▶ _What to produce_
Look for "Task: tag every instance of the rocky" in the listing below, then copy exactly the line it appears in and all lines after it to the end, and nothing more.

▶ _Given data_
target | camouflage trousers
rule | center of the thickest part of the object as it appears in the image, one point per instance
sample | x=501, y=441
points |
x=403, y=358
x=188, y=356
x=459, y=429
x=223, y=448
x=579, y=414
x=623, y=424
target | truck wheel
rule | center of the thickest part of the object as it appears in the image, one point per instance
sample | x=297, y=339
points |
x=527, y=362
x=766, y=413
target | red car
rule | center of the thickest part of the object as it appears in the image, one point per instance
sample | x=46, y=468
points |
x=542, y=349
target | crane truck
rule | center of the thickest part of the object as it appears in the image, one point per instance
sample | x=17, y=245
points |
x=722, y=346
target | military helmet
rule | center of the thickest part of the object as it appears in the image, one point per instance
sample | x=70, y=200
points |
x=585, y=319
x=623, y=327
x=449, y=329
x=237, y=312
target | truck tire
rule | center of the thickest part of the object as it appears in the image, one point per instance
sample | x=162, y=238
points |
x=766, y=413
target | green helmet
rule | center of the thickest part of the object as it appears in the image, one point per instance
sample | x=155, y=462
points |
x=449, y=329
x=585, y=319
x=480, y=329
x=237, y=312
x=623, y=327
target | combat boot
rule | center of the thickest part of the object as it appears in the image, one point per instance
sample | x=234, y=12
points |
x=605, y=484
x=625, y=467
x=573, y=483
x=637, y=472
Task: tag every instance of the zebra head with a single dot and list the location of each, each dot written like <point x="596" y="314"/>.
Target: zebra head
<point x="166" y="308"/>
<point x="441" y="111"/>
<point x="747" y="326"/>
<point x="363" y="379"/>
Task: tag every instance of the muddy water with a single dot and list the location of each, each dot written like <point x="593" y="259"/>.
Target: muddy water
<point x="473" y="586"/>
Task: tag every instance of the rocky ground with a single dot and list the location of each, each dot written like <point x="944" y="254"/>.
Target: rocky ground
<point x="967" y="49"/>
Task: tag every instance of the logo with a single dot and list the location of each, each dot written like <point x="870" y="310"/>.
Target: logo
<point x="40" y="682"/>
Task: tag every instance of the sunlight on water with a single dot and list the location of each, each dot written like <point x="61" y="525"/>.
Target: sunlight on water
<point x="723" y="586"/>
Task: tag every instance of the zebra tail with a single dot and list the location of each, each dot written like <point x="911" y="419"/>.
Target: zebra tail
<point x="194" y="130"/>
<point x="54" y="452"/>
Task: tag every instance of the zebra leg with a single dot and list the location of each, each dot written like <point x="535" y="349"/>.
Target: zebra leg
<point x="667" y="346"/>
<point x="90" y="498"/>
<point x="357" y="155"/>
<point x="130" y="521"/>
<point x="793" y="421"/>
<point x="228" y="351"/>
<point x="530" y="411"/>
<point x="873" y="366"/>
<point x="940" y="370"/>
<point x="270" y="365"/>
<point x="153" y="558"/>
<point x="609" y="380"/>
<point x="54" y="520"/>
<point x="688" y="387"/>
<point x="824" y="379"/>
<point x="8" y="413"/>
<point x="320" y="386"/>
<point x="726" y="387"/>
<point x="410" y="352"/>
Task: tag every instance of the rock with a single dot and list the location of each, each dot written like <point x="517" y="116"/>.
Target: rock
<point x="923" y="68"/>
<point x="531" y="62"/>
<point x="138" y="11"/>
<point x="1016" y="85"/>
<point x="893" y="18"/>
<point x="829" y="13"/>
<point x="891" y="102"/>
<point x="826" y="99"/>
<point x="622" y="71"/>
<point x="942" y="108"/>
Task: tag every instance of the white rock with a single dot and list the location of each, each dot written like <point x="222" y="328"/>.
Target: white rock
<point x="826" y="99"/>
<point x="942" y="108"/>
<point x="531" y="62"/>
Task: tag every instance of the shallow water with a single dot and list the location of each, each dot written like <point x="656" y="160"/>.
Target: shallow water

▶ _Right answer_
Task: tag every instance of the rocky ground with a single dot and list the location of each, each dot written like <point x="944" y="254"/>.
Target: rocky ground
<point x="967" y="49"/>
Task: tag every instance of the logo with a single dot and list the location of each, each dot written like <point x="870" y="310"/>.
Target: logo
<point x="40" y="682"/>
Task: tag every instance of the sunlight on water with a single dot and list the location of each, each dot written like <point x="61" y="525"/>.
Target: sunlight on water
<point x="723" y="586"/>
Task: tag every instance of the zebra tail with a single dot and list the location of each, each dot written like <point x="911" y="419"/>.
Target: zebra tail
<point x="194" y="130"/>
<point x="54" y="452"/>
Task: tag every instance of the zebra leg with a single dot and list the location of each, each dot written like <point x="535" y="349"/>.
Target: zebra leg
<point x="667" y="346"/>
<point x="90" y="498"/>
<point x="357" y="155"/>
<point x="130" y="521"/>
<point x="793" y="421"/>
<point x="228" y="351"/>
<point x="530" y="411"/>
<point x="873" y="366"/>
<point x="940" y="370"/>
<point x="270" y="365"/>
<point x="153" y="558"/>
<point x="609" y="380"/>
<point x="54" y="520"/>
<point x="688" y="387"/>
<point x="824" y="379"/>
<point x="8" y="413"/>
<point x="320" y="386"/>
<point x="726" y="387"/>
<point x="410" y="352"/>
Task: tag every instance of the rock with a single dot and list the location of each, each dot written like <point x="517" y="116"/>.
Target: rock
<point x="923" y="68"/>
<point x="531" y="62"/>
<point x="138" y="11"/>
<point x="1016" y="85"/>
<point x="893" y="18"/>
<point x="829" y="13"/>
<point x="891" y="102"/>
<point x="826" y="99"/>
<point x="622" y="71"/>
<point x="942" y="108"/>
Task: tag every instance of the white rock with a single dot and list the location of each, each dot written like <point x="222" y="328"/>.
Target: white rock
<point x="826" y="99"/>
<point x="942" y="108"/>
<point x="531" y="62"/>
Task: tag every instance of the shallow water with a single dot and list the location of each, each dot written like <point x="656" y="160"/>.
Target: shallow water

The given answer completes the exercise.